Text extract:
============
# Drill collet, mandrel, or chuck to hold dowel rods?



## mobile-one (Sep 27, 2013)

I am outfitting my drill press to act as a lathe. I already have a rotating piece to hold the end of a dowel rod. Now I need a chuck, mandrel, collet, or jaw chuck to hold the drill end of wood dowels.

I would like for it to be able to hold at least 2" dowel rods, but bigger would be better.

Does anyone know where I can get such a device?

Thank you for your help.


----------



## woodnthings (Jan 24, 2009)

*It's a bit like reinventing the wheel*

A lathe is meant to have forces applied perpendicular to the spindle, a drill press in not. The lathe has a tool rest, the drill press doesn't. A "catch" will result if the tool is not secure, it's dangerous. I wouldn't do it. Lot's of modifications for a less then safe and practical result.

I would really try to find a small older wood lathe on Craig's List.
I happen to have one I inherited and have yet to set it up because of the floor space it takes.... someday. 

Like these:
http://www.ebay.com/sch/i.html?_odk...nkw=craftsman+wood+lathe&_sacat=631&_from=R40

Harbor Freight has some lathes at reasonable prices and they will serve you needs better than a drill press modification. It best it may be dangerous.

http://www.harborfreight.com/garage-shop/stationary-wood-lathes.html


----------



## FrankC (Aug 24, 2012)
============
Available data:
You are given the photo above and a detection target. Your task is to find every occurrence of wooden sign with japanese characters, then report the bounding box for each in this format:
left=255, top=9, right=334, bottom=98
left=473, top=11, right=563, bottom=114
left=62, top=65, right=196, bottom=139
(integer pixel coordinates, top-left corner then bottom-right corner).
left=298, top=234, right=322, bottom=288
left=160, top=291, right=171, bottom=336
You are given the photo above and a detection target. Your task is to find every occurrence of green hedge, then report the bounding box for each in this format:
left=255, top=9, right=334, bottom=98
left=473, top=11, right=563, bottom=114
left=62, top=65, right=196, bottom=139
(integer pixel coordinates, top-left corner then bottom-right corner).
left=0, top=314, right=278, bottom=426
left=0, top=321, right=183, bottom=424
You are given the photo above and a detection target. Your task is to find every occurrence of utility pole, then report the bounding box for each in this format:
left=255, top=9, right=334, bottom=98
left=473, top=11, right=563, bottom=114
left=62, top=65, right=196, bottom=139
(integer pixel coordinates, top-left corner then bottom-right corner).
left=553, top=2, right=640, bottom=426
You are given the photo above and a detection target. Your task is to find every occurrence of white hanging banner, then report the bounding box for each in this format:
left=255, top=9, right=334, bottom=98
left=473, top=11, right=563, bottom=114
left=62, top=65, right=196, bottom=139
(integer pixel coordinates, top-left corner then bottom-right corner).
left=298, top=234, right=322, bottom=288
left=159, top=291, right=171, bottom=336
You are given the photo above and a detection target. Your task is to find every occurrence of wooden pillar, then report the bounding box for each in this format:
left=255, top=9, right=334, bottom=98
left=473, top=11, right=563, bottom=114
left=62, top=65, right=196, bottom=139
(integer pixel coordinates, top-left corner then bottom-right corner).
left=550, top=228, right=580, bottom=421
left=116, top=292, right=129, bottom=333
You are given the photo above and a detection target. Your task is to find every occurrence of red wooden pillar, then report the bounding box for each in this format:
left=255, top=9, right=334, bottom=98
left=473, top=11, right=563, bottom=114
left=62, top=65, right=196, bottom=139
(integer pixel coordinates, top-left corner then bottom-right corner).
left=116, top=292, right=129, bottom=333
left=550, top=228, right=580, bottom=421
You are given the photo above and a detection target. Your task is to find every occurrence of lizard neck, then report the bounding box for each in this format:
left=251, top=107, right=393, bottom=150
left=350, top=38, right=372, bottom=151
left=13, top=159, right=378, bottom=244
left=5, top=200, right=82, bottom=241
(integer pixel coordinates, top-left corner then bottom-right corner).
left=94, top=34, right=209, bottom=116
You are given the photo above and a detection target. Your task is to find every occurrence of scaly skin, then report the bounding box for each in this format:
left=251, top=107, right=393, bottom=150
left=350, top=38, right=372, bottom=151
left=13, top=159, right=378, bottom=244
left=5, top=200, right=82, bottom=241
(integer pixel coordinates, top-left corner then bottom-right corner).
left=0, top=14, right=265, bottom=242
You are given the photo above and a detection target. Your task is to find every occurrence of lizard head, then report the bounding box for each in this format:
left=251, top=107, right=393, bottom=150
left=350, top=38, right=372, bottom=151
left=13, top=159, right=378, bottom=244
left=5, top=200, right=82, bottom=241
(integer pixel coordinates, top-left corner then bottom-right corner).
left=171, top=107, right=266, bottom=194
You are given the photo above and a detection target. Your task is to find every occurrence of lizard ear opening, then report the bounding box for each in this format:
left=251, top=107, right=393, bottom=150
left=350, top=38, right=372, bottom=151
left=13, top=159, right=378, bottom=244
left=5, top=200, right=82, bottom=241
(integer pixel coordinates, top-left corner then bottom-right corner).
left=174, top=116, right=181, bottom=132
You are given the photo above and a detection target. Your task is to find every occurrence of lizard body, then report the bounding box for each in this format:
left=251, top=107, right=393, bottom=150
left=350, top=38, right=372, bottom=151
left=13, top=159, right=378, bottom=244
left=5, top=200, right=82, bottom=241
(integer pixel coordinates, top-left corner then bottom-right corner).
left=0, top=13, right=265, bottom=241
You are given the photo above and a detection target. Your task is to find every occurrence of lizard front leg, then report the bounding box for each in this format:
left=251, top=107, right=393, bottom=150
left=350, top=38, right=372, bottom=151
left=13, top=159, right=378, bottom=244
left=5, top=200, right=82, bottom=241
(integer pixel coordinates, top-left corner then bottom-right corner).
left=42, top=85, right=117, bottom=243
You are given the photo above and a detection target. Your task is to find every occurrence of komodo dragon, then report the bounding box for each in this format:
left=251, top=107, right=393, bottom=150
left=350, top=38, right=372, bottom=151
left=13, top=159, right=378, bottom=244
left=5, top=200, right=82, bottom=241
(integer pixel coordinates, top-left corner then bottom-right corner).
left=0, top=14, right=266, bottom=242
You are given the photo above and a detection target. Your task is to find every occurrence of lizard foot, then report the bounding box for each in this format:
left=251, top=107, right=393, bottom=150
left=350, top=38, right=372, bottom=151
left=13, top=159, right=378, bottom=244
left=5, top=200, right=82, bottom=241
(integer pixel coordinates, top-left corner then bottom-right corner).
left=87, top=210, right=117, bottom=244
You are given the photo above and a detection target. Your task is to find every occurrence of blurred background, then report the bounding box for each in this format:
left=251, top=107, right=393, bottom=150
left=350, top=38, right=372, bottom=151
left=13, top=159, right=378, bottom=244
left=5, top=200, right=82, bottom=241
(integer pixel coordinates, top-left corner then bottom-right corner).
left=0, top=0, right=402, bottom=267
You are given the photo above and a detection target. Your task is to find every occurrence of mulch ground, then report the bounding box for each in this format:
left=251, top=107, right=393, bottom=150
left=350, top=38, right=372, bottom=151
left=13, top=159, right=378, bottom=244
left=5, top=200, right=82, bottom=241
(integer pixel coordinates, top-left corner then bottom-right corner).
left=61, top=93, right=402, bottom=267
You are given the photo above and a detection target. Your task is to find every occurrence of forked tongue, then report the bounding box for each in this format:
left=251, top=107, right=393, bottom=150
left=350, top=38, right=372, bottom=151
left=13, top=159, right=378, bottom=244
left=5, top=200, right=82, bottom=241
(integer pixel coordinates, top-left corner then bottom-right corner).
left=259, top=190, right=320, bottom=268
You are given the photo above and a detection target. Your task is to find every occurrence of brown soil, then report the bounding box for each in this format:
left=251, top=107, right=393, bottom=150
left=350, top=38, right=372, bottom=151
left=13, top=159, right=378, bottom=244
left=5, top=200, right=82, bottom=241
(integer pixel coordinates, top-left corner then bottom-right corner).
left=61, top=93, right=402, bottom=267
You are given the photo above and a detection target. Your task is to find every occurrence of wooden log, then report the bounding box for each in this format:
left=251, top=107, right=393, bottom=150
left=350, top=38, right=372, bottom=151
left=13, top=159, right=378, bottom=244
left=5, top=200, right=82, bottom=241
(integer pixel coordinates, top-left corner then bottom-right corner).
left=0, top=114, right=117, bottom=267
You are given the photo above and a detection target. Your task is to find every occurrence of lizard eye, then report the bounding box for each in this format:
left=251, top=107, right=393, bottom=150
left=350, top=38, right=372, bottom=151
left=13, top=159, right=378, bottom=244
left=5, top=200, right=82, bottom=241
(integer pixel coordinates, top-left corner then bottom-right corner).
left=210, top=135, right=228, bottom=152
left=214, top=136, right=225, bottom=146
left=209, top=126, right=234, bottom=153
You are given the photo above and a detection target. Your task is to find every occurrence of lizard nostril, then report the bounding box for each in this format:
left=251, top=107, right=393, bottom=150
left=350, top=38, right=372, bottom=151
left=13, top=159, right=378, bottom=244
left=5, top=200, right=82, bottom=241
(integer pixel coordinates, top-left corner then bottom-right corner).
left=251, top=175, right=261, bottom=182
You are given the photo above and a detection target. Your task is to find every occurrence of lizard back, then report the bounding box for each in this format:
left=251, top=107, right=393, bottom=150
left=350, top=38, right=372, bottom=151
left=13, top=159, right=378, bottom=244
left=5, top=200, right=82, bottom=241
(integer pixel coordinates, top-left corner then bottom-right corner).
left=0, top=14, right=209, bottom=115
============
Tasks and exercises:
1. In the forum thread about holding dowel rods in a drill press, translate the sentence "I am outfitting my drill press to act as a lathe." into Spanish.
2. Copy the lines of the listing word for word, from the line with "occurrence of blurred" to the line with "left=259, top=190, right=320, bottom=268", including both of those lines.

Solved tasks:
1. Estoy equipando mi taladro de columna para que funcione como un torno.

2.
You are given the photo above and a detection target. Your task is to find every occurrence of blurred background, then report the bounding box for each in this format:
left=251, top=107, right=393, bottom=150
left=350, top=38, right=372, bottom=151
left=13, top=159, right=378, bottom=244
left=5, top=200, right=82, bottom=241
(integer pixel coordinates, top-left corner then bottom-right corner).
left=0, top=0, right=402, bottom=267
You are given the photo above and a detection target. Your task is to find every occurrence of mulch ground, then report the bounding box for each in this format:
left=251, top=107, right=393, bottom=150
left=350, top=38, right=372, bottom=151
left=13, top=159, right=378, bottom=244
left=5, top=200, right=82, bottom=241
(integer pixel coordinates, top-left corner then bottom-right corner).
left=61, top=93, right=402, bottom=267
You are given the photo above and a detection target. Your task is to find every occurrence of forked tongue, then report the bounding box for each in this format:
left=251, top=107, right=393, bottom=150
left=350, top=38, right=372, bottom=151
left=13, top=159, right=378, bottom=244
left=5, top=200, right=82, bottom=241
(integer pixel coordinates, top-left corner then bottom-right corner).
left=259, top=190, right=320, bottom=268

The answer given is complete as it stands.